Task goal
Reproduce the excerpt from the 1970 foreign policy report to Congress word for word, from its title through its final sentence.

Text shown
60. Report by President Nixon to the Congress 1
U.S. FOREIGN POLICY FOR THE 1970s: A NEW STRATEGY FOR PEACE
“A nation needs many qualities, but it needs faith and confidence above all. Skeptics do not build societies; the idealists are the builders. Only societies that believe in themselves can rise to their challenges. Let us not, then, pose a false choice between meeting our responsibilities abroad and meeting the needs of our people at home. We shall meet both or we shall meet neither.”
—The President’s Remarks at the Air Force Academy Commencement, June 4, 1969.2
When I took office, the most immediate problem facing our nation was the war in Vietnam. No question has more occupied our thoughts and energies during this past year.
Yet the fundamental task confronting us was more profound. We could see that the whole pattern of international politics was changing. Our challenge was to understand that change, to define America’s goals [Page 196] for the next period, and to set in motion policies to achieve them. For all Americans must understand that because of its strength, its history and its concern for human dignity, this nation occupies a special place in the world. Peace and progress are impossible without a major American role.
This first annual report on U.S. foreign policy is more than a record of one year. It is this Administration’s statement of a new approach to foreign policy to match a new era of international relations.
A New Era
The postwar period in international relations has ended.

Material provided
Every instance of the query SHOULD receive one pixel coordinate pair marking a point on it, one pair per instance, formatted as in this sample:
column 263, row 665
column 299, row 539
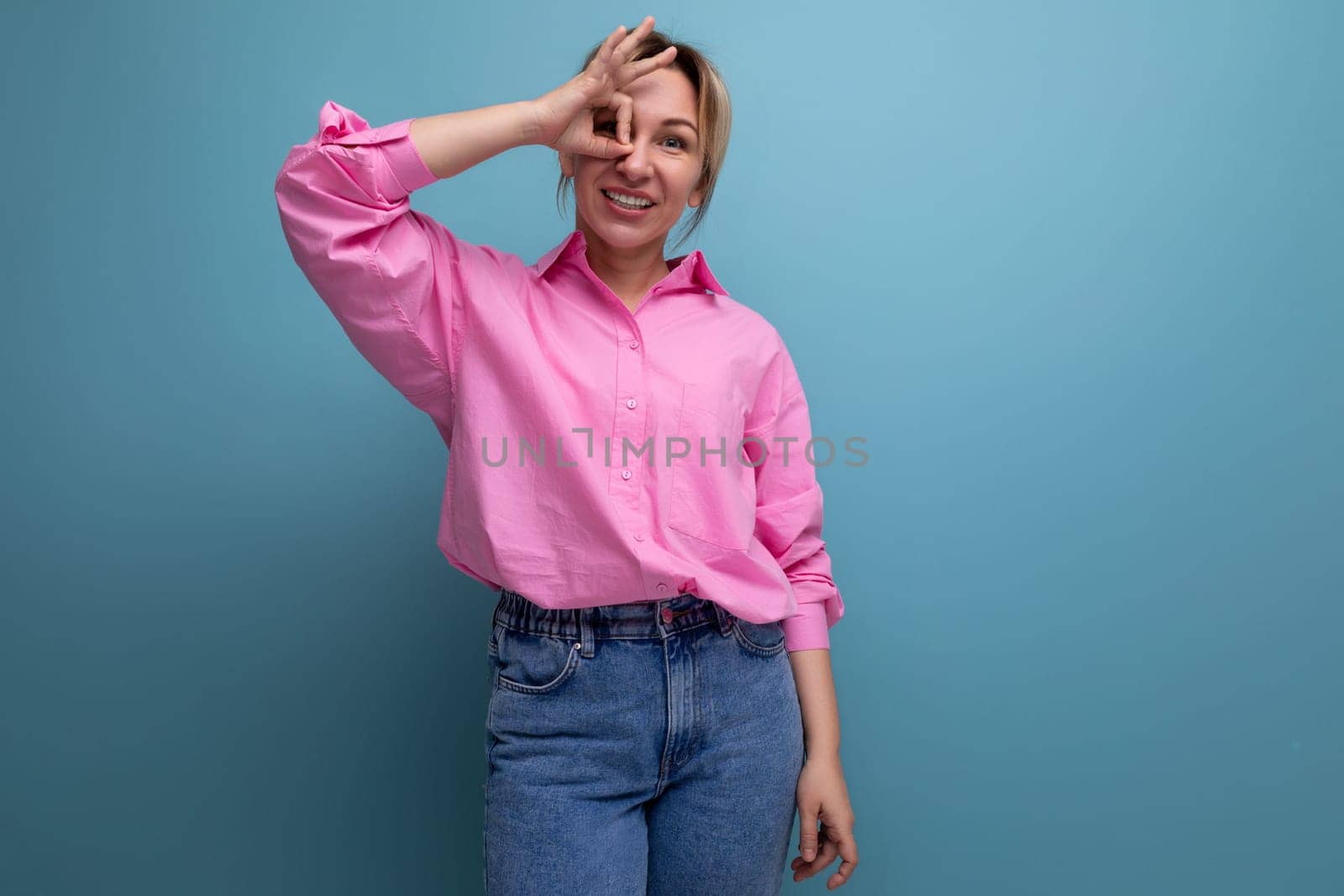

Answer to the problem
60. Report by President Nixon to the Congress 1
U.S. FOREIGN POLICY FOR THE 1970s: A NEW STRATEGY FOR PEACE
“A nation needs many qualities, but it needs faith and confidence above all. Skeptics do not build societies; the idealists are the builders. Only societies that believe in themselves can rise to their challenges. Let us not, then, pose a false choice between meeting our responsibilities abroad and meeting the needs of our people at home. We shall meet both or we shall meet neither.”
—The President’s Remarks at the Air Force Academy Commencement, June 4, 1969.2
When I took office, the most immediate problem facing our nation was the war in Vietnam. No question has more occupied our thoughts and energies during this past year.
Yet the fundamental task confronting us was more profound. We could see that the whole pattern of international politics was changing. Our challenge was to understand that change, to define America’s goals [Page 196] for the next period, and to set in motion policies to achieve them. For all Americans must understand that because of its strength, its history and its concern for human dignity, this nation occupies a special place in the world. Peace and progress are impossible without a major American role.
This first annual report on U.S. foreign policy is more than a record of one year. It is this Administration’s statement of a new approach to foreign policy to match a new era of international relations.
A New Era
The postwar period in international relations has ended.